**Source data**
#####

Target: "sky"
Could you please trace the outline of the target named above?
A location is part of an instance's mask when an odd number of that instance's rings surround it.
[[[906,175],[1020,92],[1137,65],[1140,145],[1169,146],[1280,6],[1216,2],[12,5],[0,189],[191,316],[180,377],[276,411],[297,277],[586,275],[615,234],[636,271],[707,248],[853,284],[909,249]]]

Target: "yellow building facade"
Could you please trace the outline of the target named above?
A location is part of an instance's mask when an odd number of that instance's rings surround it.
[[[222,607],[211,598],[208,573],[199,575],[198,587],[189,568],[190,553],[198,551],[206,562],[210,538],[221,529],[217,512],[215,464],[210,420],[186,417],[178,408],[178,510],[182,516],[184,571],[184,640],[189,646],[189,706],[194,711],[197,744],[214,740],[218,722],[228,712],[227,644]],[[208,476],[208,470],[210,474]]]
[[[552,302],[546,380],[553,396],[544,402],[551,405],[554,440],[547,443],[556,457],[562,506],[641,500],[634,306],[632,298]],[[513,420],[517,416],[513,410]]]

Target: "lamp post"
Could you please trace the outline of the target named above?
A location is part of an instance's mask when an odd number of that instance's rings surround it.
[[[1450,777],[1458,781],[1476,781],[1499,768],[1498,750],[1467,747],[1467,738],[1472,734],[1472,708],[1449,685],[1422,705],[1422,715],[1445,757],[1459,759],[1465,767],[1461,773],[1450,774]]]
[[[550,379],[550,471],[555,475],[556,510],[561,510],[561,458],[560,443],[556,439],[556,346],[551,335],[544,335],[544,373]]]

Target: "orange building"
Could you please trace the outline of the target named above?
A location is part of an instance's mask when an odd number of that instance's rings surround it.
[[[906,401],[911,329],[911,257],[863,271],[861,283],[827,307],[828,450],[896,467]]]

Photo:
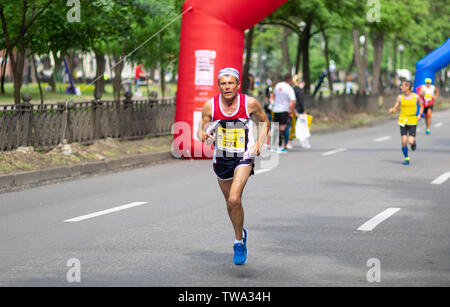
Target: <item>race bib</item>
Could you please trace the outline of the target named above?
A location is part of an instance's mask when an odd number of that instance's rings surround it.
[[[425,100],[426,101],[431,101],[433,99],[433,95],[432,94],[425,94]]]
[[[405,127],[407,122],[408,122],[408,118],[406,116],[400,116],[398,118],[398,124],[400,125],[400,127]]]
[[[245,151],[245,129],[218,127],[216,146],[223,151],[243,153]]]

#####

**Work request**
All of the entries above need to be repeated exactly, minus the pictures.

**Solved problem**
Target: "sky"
Could you please trace the outline of the target named above?
A location is part of an instance's mask when an odd number of that instance's rings surround it.
[[[906,175],[1020,92],[1137,65],[1140,145],[1169,146],[1280,6],[1216,2],[12,5],[0,189],[191,316],[180,377],[276,411],[297,277],[586,275],[615,234],[636,271],[707,248],[853,284],[909,249]]]

Target: "yellow building facade"
Could you please trace the outline of the target named above?
A location is part of an instance's mask when an odd number of that instance's rings surround it.
[[[222,607],[211,598],[208,573],[199,575],[198,587],[189,568],[190,553],[198,551],[206,562],[210,538],[221,529],[217,512],[215,464],[210,420],[186,417],[178,408],[178,510],[182,516],[184,571],[184,640],[189,646],[189,706],[194,711],[197,744],[214,740],[218,722],[228,712],[227,644]],[[208,476],[208,470],[210,474]]]
[[[552,302],[546,380],[553,396],[544,402],[551,405],[554,440],[547,443],[556,457],[562,506],[641,500],[634,306],[632,298]],[[513,420],[517,416],[513,410]]]

Target: "lamp post"
Could you please trace the outline of the target named above?
A location is part of an instance's mask when an odd number of that instance's rings surround it.
[[[1450,777],[1458,781],[1476,781],[1499,768],[1498,750],[1467,747],[1467,738],[1472,734],[1472,708],[1449,685],[1422,705],[1422,715],[1445,757],[1459,759],[1465,767],[1461,773],[1450,774]]]
[[[550,379],[550,471],[555,475],[556,510],[561,510],[561,458],[560,443],[556,439],[556,346],[551,335],[544,335],[544,373]]]

Target: "orange building"
Could you please trace the outline of the target named above?
A location is part of an instance's mask when an odd number of that instance's rings surround it.
[[[906,401],[911,329],[911,257],[863,271],[861,283],[827,307],[828,450],[896,467]]]

Photo:
Target: <item>race bib</item>
Could you please trace the outline of the target named above?
A location is part of an instance's mask when an odd number of that instance's rings surround it.
[[[425,100],[426,101],[431,101],[433,99],[433,95],[432,94],[425,94]]]
[[[405,127],[407,122],[408,122],[408,118],[406,116],[400,116],[398,118],[398,124],[400,125],[400,127]]]
[[[245,151],[245,129],[218,127],[216,146],[223,151],[243,153]]]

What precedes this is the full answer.